[[ Data provided, beginning ]]

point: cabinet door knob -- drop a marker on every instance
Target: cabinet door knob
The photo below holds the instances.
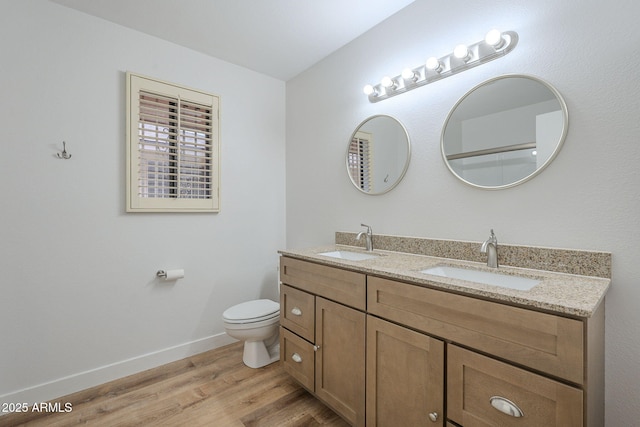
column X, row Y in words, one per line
column 506, row 406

[[ Data provided, end ]]

- _Instructions to follow_
From the data above, copy each line that holds "cabinet".

- _Completed task_
point: cabinet door knob -- drop a marker on every instance
Target: cabinet door knob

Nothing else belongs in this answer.